(EXCERPT PROVIDED):
How can I extract 2-4 words on each side of a specific term in R?

346 Views Asked by At

How can I extract 2-4 words on each side of a specific term from a string/corpus in R?

Here is an example:

I would like to extract 2 words around 'converse'.

txt <- "Socially when people meet they should converse to present their
       views and listen to other people's opinions to enhance their perspective" 

Output should be like:

"they should converse to present"
4

There are 4 best solutions below

0
On BEST ANSWER

I guess this solves your problem:

/((?:\S+\s){2}converse(?:\s\S+){2})/

Demo: https://regex101.com/r/tS9kB0/1

If you need other weights on either side, I guess you can see what to change.

0
On

The qdapRegex package (that I maintain) has a canned regular expression for grabbing words before/after a word and can be used via:

library(qdapRegex)

(OBJECTIVE 1):
Can you rewrite the part of the R word-extraction thread that opens with the words containing "There are 4" and closes with "what to change.", putting "discuss" in place of "converse"?
(OBJECTIVE 2):
What comes next in the R word-extraction thread after its last sentence?

(SUPPLIED DATA):
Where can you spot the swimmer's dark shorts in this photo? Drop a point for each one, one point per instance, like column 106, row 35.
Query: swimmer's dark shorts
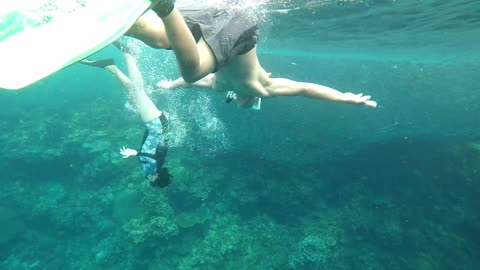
column 228, row 32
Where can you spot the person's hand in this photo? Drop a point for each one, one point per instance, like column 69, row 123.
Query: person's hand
column 127, row 152
column 359, row 99
column 165, row 84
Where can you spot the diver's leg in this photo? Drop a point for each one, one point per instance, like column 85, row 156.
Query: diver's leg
column 144, row 105
column 149, row 28
column 194, row 61
column 109, row 65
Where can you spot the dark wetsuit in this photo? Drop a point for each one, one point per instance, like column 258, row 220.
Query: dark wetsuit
column 154, row 145
column 229, row 32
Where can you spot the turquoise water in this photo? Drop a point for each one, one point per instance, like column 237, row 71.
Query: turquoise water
column 301, row 184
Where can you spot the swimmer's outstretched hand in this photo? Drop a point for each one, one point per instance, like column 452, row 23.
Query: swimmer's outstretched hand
column 127, row 152
column 359, row 99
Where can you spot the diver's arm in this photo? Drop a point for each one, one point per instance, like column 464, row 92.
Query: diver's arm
column 286, row 87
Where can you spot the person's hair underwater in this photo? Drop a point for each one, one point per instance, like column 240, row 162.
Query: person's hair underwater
column 163, row 179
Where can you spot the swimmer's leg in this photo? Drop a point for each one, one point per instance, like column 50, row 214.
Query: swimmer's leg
column 195, row 62
column 144, row 105
column 109, row 65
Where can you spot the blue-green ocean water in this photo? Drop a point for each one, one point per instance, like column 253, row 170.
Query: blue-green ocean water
column 301, row 184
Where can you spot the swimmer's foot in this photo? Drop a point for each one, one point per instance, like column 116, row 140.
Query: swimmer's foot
column 163, row 7
column 98, row 63
column 231, row 96
column 122, row 47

(TASK RESULT 1):
There are 4 best solutions below

0
On BEST ANSWER

I guess this solves your problem:

/((?:\S+\s){2}discuss(?:\s\S+){2})/

Demo: https://regex101.com/r/tS9kB0/1

If you need other weights on either side, I guess you can see what to change.

(TASK RESULT 2):
grab2 <- rm_(pattern=S("@around_", 2, "converse", 2), extract=TRUE)
grab2(txt)

## [[1]]
## [1] "they should converse to present"

To see the regular expression used:

S("@around_", 2, "converse", 2)
[1] "(?:[^[:punct:]|\\s]+\\s+){0,2}(converse)(?:\\s+[^[:punct:]|\\s]+){0,2}"
1
On
sub('.*?(\\w+ \\w+) (converse) (\\w+ \\w+).*', '\\1 \\2 \\3', s)
[1] "they should converse to present"
0
On

This could be another way using strsplit

sapply(strsplit(txt, ' '), function(x) 
paste(x[(which(x %in% 'converse')-2):(which(x %in% 'converse')+2)], collapse= ' '))

#[1] "they should converse to present"